### Belge Metni
Çok iyi bir oyuncuyu transfer edersin ama uyum sağlayamaz. Lincoln işte böyle biri. Adam anormal yetenekli fakat çıtkırıldım. Çabuk sakatlanıyor, çabuk küsüyor, darılıyor. “Disiplin” kelimesi de pek ona göre değil.
Takımın diğer oyuncuları bu tipteki adamlara çok kızarlar. “Hem bizden fazla para kazanıyorlar hem de sıfır katkıyla sezonu kapatıyorlar” şikayetinde bulunurlar. Bu söylemlerin önünü kesemezsiniz. Hatta söylem zamanla eyleme de dönüşebilir. Dolaylı yollardan, “İstemiyoruz, gitsin” lafları ortalığı kaplar. Takım birliği ciddi biçimde yara alır.
Bu gibi durumlarda teknik direktör çok önemlidir. İyi bir psikologsa, “orta yolu” bulma zekasına ve becerisine sahipse problem üst boyutlara gelmeden hemen çözülür.
Maestro kimliğini ele geçirmiş oyuncular biraz kaprislidir, biraz nazlıdır, biraz havalıdır. Hagi öyle değil miydi? Sergen öyle değil miydi? Bunlar hep ilgi odağı olmak isterler. Hep sivri işler yaparlar. Aşırı duygusal ve hassastırlar.
Bunlar teknik direktörün yakın ilgisinden müthiş mutlu olurlar. Bir eliniz okşamak için sırtında, bir eliniz de hafif çekmek için kulaklarında olmalıdır. Bu dengeyi sağladığınız anda en üst düzeyde randıman alabilirsiniz. Asıp kesmeyle, ağır para cezasıyla sonuca ulaşamazsınız.
Kalli geçen sezon hitler tavrıyla Lincoln'den hiç verim alamadı. Skibbe daha ılımlı, daha esnek ve sanki futbolcu ruhundan daha iyi anlayan biri. “Atın, satın” çığlıkları ortalığı kaplamış durumdayken o, yumruğunu masaya vurarak futbolcusuna sahip çıktı, ve “Lincoln bizi gol yollarında rahatlatacaktır” şeklinde konuşarak futbolcusuna güvenini belirtti. İşte mükemmel bir sırt okşama. Skibbe-Lincoln birlikteliğinden ben umutluyum.

### Çözülecek Problemler
A) Belge metninde "Bu gibi durumlarda" ile başlayıp "duygusal ve hassastırlar." kısmına kadar süren bölümü hiç değiştirmeden tekrarla.
B) Lütfen belge metnine dayanarak şu soruları yanıtla:
(i) Kalli geçen sezon Lincoln'den hangi tavırla hiç verim alamadı?
(ii) Maestro kimliğini ele geçirmiş oyunculara örnek olarak hangi iki isim anılıyor?
(iii) Skibbe futbolcusuna güvenini hangi sözlerle belirtti?

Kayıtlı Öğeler
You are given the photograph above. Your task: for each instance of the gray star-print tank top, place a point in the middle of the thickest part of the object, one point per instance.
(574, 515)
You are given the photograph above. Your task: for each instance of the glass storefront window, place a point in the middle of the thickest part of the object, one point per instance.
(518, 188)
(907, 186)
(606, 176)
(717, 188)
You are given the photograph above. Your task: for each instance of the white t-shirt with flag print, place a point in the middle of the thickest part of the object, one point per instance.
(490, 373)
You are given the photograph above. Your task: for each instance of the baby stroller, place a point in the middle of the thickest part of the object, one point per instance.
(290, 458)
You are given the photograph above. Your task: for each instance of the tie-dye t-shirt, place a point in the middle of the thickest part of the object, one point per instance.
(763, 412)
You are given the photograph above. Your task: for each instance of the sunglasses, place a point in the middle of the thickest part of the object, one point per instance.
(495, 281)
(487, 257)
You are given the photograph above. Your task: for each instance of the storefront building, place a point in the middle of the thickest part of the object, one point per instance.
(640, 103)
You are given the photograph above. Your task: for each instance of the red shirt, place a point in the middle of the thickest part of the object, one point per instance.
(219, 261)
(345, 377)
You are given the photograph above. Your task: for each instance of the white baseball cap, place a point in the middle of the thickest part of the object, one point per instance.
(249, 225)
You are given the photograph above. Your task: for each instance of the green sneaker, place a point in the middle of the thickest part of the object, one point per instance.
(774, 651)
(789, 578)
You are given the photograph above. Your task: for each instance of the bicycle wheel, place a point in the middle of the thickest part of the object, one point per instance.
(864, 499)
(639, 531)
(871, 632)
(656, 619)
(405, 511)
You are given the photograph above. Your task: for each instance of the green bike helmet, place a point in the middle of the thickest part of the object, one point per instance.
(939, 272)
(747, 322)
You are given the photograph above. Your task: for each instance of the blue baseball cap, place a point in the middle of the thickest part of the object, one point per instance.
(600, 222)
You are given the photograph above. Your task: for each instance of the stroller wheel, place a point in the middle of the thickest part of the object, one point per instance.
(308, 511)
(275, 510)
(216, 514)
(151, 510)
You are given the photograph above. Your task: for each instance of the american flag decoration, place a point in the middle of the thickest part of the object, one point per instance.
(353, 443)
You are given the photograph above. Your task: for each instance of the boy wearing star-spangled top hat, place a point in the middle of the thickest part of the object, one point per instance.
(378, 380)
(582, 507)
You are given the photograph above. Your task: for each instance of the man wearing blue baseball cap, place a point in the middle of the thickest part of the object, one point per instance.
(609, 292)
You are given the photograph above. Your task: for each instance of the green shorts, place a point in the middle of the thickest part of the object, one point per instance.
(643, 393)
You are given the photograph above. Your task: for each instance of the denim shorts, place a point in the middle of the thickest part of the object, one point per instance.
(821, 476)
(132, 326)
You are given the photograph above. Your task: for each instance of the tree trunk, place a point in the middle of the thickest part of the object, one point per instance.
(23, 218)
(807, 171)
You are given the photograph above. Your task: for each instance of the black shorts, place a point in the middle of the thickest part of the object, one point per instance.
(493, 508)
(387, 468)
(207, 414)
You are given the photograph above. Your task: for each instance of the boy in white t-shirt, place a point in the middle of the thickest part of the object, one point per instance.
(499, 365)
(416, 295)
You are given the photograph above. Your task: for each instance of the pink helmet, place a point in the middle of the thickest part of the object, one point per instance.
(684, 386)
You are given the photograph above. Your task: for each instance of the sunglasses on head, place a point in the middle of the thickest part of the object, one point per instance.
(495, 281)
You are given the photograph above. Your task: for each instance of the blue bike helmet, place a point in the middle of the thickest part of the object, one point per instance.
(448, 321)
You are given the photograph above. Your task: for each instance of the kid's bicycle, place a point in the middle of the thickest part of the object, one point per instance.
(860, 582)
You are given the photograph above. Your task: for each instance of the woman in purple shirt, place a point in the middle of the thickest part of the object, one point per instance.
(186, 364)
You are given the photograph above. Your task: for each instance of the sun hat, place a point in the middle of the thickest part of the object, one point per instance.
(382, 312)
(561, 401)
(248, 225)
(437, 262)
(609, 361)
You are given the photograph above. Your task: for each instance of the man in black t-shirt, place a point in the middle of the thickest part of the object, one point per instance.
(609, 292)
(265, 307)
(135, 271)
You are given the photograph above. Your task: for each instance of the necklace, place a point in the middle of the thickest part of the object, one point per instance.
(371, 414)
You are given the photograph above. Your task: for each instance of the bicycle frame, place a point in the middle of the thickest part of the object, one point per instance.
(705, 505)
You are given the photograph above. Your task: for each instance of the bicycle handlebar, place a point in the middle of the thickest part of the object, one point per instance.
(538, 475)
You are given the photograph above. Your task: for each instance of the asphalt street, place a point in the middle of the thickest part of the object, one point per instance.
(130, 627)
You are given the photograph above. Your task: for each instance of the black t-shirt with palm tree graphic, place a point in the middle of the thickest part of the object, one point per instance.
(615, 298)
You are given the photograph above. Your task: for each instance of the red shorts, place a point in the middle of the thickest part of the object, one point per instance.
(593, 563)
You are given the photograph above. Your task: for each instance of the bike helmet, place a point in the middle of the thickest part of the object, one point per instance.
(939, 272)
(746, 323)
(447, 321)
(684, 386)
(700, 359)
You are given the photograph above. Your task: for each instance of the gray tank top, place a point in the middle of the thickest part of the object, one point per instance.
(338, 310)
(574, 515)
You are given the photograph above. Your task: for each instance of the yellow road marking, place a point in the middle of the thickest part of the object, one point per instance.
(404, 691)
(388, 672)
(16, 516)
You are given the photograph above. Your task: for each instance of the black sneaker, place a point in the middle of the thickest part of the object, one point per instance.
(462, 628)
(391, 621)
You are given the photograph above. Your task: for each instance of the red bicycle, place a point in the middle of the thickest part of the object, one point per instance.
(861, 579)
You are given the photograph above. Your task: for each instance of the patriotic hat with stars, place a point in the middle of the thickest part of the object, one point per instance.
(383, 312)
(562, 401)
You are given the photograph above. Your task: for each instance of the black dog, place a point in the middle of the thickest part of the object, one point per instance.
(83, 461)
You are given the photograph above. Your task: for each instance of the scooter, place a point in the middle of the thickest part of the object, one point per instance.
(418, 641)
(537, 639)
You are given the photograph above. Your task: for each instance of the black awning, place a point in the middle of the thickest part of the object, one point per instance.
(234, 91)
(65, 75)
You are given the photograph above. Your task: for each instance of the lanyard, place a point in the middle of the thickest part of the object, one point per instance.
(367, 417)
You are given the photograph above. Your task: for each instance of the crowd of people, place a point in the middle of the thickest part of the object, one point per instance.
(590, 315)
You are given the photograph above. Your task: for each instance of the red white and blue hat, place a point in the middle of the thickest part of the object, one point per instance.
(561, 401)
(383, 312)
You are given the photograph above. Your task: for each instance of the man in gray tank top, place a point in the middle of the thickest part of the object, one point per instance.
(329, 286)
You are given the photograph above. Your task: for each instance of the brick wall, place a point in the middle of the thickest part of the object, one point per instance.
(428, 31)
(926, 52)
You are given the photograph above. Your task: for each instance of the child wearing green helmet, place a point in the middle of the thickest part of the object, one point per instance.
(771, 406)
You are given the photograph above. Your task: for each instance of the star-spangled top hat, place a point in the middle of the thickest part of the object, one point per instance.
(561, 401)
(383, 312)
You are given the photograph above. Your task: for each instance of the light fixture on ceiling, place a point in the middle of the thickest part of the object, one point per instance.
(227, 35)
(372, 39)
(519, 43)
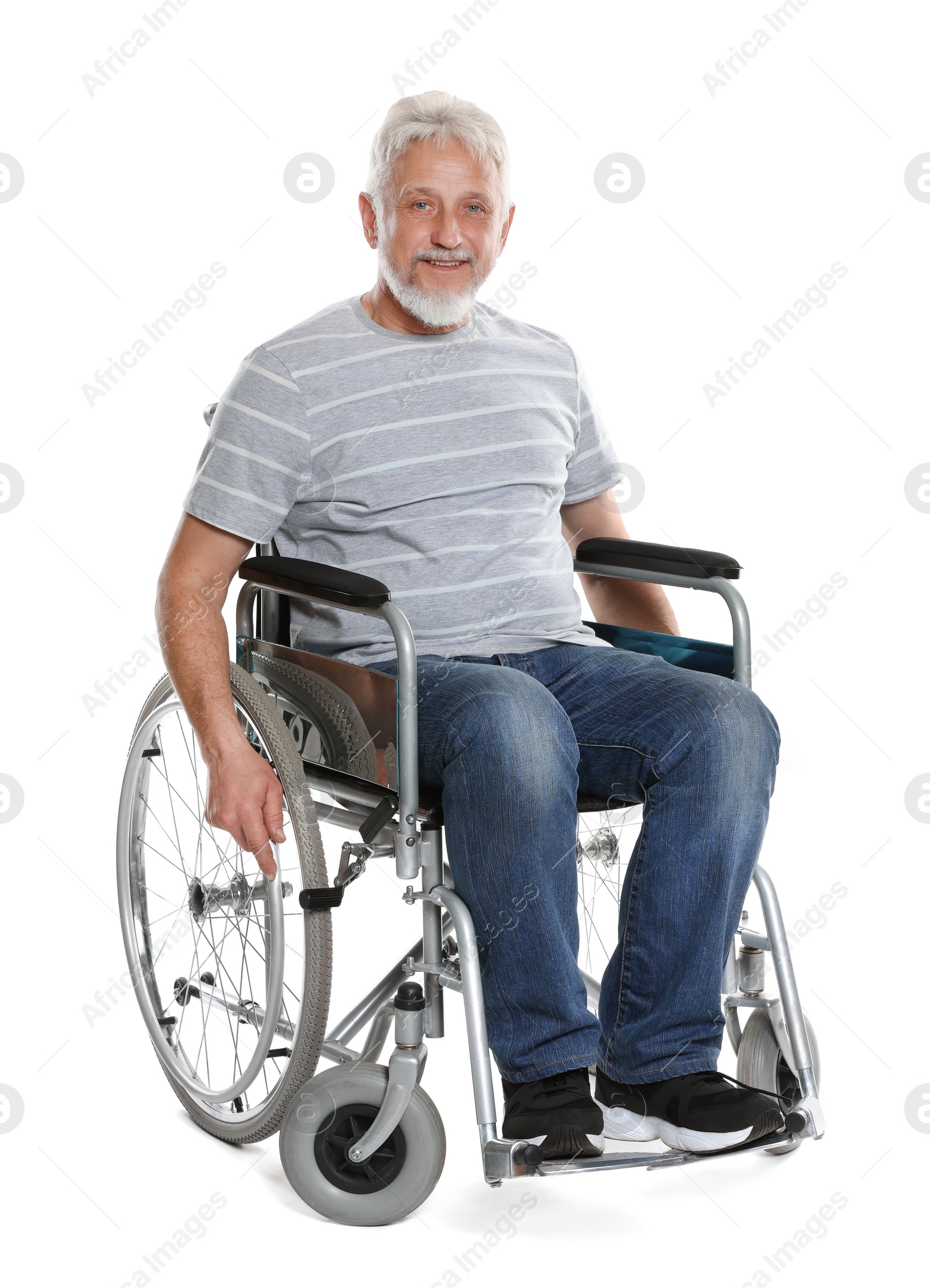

### Sıralı Sonuçlar
A)
Bu gibi durumlarda teknik direktör çok önemlidir. İyi bir psikologsa, “orta yolu” bulma zekasına ve becerisine sahipse problem üst boyutlara gelmeden hemen çözülür.
Maestro kimliğini ele geçirmiş oyuncular biraz kaprislidir, biraz nazlıdır, biraz havalıdır. Hagi öyle değil miydi? Sergen öyle değil miydi? Bunlar hep ilgi odağı olmak isterler. Hep sivri işler yaparlar. Aşırı duygusal ve hassastırlar.

B)
(i) Hitler tavrıyla.
(ii) Hagi ve Sergen.
(iii) “Lincoln bizi gol yollarında rahatlatacaktır” diyerek.